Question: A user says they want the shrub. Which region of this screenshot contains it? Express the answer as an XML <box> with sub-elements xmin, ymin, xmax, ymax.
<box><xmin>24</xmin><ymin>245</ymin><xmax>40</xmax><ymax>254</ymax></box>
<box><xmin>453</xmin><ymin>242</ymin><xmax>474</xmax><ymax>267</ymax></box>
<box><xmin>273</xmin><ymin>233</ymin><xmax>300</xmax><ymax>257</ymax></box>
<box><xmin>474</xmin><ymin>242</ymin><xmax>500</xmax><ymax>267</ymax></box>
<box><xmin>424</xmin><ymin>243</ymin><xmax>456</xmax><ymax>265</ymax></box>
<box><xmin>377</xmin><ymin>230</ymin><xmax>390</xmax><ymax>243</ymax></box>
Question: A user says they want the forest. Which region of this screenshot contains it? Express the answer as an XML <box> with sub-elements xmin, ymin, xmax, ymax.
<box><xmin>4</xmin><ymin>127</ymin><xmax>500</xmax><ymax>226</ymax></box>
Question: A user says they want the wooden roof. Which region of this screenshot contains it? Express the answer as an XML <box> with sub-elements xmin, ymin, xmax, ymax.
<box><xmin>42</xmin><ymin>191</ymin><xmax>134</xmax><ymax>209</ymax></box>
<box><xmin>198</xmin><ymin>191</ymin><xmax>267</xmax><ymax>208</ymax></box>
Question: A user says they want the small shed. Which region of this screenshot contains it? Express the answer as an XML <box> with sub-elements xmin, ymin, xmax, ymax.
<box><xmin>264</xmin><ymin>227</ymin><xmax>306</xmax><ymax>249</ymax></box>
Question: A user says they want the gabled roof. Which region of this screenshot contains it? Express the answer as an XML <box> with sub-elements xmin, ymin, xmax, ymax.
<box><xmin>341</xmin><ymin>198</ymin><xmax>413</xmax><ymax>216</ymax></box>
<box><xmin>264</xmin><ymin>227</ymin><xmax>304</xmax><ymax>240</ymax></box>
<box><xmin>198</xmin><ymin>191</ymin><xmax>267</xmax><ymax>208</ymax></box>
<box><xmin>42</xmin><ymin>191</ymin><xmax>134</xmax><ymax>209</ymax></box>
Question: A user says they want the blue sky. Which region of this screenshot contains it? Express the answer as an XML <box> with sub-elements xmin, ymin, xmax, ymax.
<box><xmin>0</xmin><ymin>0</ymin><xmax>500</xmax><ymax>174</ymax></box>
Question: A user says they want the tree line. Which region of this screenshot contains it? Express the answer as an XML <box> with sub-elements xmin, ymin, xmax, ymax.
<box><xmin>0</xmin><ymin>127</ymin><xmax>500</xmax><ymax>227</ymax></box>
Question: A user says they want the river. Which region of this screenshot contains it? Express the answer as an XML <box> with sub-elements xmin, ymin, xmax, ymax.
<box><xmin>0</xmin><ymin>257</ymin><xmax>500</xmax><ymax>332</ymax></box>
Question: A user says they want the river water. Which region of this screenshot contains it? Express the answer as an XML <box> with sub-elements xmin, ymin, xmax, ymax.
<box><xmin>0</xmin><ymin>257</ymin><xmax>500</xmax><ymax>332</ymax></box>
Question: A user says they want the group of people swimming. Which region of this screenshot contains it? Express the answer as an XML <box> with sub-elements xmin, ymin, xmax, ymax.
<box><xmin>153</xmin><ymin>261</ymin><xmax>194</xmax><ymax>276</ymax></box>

---

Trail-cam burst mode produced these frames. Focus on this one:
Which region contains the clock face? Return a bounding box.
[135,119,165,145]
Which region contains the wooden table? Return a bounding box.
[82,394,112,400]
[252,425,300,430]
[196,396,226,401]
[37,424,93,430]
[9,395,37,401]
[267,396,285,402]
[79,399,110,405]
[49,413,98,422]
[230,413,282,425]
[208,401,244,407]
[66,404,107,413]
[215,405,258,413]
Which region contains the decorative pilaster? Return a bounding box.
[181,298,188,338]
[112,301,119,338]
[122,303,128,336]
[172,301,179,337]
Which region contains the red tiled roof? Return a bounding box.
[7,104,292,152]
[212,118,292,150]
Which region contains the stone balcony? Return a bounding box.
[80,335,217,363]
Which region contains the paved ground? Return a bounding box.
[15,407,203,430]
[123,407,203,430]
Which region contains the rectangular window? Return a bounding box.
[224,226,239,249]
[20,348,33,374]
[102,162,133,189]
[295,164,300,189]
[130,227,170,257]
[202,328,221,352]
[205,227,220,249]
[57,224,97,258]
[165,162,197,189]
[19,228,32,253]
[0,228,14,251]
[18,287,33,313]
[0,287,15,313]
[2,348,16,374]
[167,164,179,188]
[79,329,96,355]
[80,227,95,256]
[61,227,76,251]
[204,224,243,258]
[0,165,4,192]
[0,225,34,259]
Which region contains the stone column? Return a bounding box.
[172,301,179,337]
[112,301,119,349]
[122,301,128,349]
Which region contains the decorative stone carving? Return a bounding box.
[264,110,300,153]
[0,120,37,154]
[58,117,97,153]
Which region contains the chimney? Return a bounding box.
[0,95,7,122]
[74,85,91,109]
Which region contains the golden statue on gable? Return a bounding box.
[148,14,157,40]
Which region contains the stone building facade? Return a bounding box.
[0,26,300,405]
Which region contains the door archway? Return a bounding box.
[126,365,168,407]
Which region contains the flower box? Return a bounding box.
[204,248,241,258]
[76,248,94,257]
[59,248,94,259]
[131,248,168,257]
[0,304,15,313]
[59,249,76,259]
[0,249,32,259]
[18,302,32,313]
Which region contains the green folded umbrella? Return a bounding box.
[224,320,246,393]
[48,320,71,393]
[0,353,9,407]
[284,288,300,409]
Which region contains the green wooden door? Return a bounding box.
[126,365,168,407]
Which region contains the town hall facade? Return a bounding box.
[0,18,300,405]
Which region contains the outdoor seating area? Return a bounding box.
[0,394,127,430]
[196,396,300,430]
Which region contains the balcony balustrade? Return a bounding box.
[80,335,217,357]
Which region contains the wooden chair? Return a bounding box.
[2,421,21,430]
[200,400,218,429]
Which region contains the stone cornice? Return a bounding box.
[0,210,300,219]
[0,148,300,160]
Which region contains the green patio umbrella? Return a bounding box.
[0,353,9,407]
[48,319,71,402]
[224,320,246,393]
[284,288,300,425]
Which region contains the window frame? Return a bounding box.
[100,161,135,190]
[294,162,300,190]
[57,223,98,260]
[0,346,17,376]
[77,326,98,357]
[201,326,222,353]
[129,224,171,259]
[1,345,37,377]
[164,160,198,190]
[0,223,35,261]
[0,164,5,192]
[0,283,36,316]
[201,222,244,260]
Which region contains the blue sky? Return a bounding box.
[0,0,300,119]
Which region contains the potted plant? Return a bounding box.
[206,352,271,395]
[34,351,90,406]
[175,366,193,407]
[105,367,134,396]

[PROMPT]
Report every line in the entries above that contains the string "screenshot".

[SOLUTION]
Question: A user says they want the shrub. Which region of this screenshot contains it? Express the answer as an XML <box> with sub-elements xmin, ymin, xmax, ymax.
Question: A user says they want the forest. Which region of this screenshot contains it? Express the answer as an XML <box> with sub-elements xmin, ymin, xmax, ymax.
Question: A user says they want the wooden roof. Which region of this screenshot contains it? Express the answer as an XML <box> with sub-elements xmin, ymin, xmax, ymax.
Question: A user says they want the small shed. Which region of this screenshot contains it? Express the answer as an XML <box> with sub-elements xmin, ymin, xmax, ymax.
Question: A user says they want the gabled roof. Which region of this screenshot contains it? Express the answer as an XML <box> with sub-elements xmin, ymin, xmax, ymax.
Question: A user says they want the blue sky. Which region of this screenshot contains it? Express the answer as an XML <box> with sub-elements xmin, ymin, xmax, ymax.
Question: A user says they want the tree line. Which region of this screenshot contains it? Express the answer as an XML <box> with sub-elements xmin, ymin, xmax, ymax.
Question: A user says they want the river. Which region of this screenshot contains it? Express the answer as an XML <box> with sub-elements xmin, ymin, xmax, ymax.
Question: A user says they want the river water. Which region of this screenshot contains it? Express the answer as an XML <box> with sub-elements xmin, ymin, xmax, ymax.
Question: A user says they want the group of people swimming. Which region of this screenshot contains it? Express the answer as an XML <box> with sub-elements xmin, ymin, xmax, ymax.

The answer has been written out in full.